UV Light on sister's phone; what's with the blue oval?
Sister was messing around with a UV light and noticed this on her phone screen under it. My phone does not have this (all I get is a grid of dots I'm pretty sure are to do with the touch screen).
Oh, I thought that OP was asking for the circular shape, the rectangular one looks more like some short of graphic showing on the screen. But maybe the circle is just the reflection of the flashlight?
Wouldn't that be on the back side of the phone though? I suspect the battery would be between the coil and the display, making it impossible to see from this side under any kind of light.
Does she have a screen protector? Can you see the shape at all without uv light?
My guess would be an air bubble under a screen protector, but that would be visible under normal condition, sometimes it could be hard to see.
It has no screen-protector. It does not emit blue light from the glass edges. In the center I think it's slightly bluer than the rest of the screen. It is an amoled screen. Hope this helps somehow.
I dont know if they stick the glass with uv glue, they tend to do that with screen protectors for screens with curved edges, so that the protectors sticks better. Maybe it's the glue reacting.
The oval shape you're seeing on your Pixel 8's screen when exposed to UV light is likely due to the adhesive used within the phone's display assembly.
Here's why:
UV-reactive adhesive: Many modern phones use adhesives that contain fluorescent materials. These materials glow when exposed to UV light.
Display layers: The adhesive is typically used to bond the various layers of the display (such as the glass, touch sensor, and LCD/OLED panel) together.
Visible pattern: The pattern of the adhesive can sometimes be seen as an oval shape or other pattern when viewed under UV light.
Important Note: While this is a common occurrence and generally harmless, it's always a good idea to avoid prolonged exposure of your phone to UV light. Excessive UV exposure can potentially damage the phone's screen or other components over time.
Let me know if you have any other questions.
OCA is applied from edge to edge. If it was the adhesive, the whole screen would be lighting up. Also, OCA is cured with UV light, but it doesn’t fluoresce.
Well I don't want to paste another Gemini response as Lemmy seems to hate it so (and I do too when someone is pretending like the text their showing is isn't LLM created, when it is.)
Anyway I rephrased the question and added your info to it. It suggests the shape might be due to a polariser film, but I don't agree with that as it too would fill the whole screen.
Gemini points out that it might be another part of the screen stack. Which I wouldn't agree with. When you buy a replacement "screen", you're actually buying a stack of components and maybe one of those assembly processed uses a UV-fluorescent glue or component.
Who knows imagine a shruggie here im too lazy to copy one and then get the formatting right so it shows up properly even though I now realise it would've been faster to do that than write this sentence
Why are you getting downvoted? Because it’s an LLM response? There are others here that have suggested some of the same as this LLM response and they’re not being downvoted, so is it just the “AI is bad!!1!!!1” reaction?
The AI is definitely why. It's not well liked on Lemmy and Gemini is especially bad when it comes to credible information.
That said, I'm sure this is one rare occasion where it's probably the right answer. Glue is really the only thing anyone has suggested that makes sense to me, as it's the only thing that would be where it is and glow under UV light. Well... I guess it could be cum. 🤔
You can never trust a factual response from an LLM. Plain and simple. It'll answer with confidence whether the information it comes up with is true or false.
Commeters presenting its answer as fact is not helping a discussion based on finding the answer.
I've been using Gemini on my phone now just to test how good it is.
It still hallucinates quite a lot, like wrong dates for movie releases or stuff like that, but a lot of the times it's actually been useful. Cooking related things it does pretty well, as the info on those isn't really that varied and never political or anything so.

------------------------------------------------

Problem statement – Switch "OCA" for "optically clear adhesive" while reproducing the part of the thread that opens with the words containing "Let me know" and closes with "it doesn’t fluoresce.". The records were drawn from a separate source, unrelated to the thread.

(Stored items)
------------------------------------------------

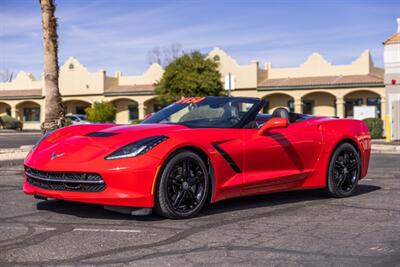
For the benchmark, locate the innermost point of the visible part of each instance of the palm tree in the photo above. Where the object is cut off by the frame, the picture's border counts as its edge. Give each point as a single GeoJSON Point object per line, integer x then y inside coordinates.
{"type": "Point", "coordinates": [54, 113]}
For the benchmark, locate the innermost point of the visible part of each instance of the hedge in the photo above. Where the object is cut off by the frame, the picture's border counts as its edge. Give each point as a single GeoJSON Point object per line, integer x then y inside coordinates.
{"type": "Point", "coordinates": [9, 122]}
{"type": "Point", "coordinates": [375, 126]}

------------------------------------------------

Written reply –
Let me know if you have any other questions.
optically clear adhesive is applied from edge to edge. If it was the adhesive, the whole screen would be lighting up. Also, optically clear adhesive is cured with UV light, but it doesn’t fluoresce.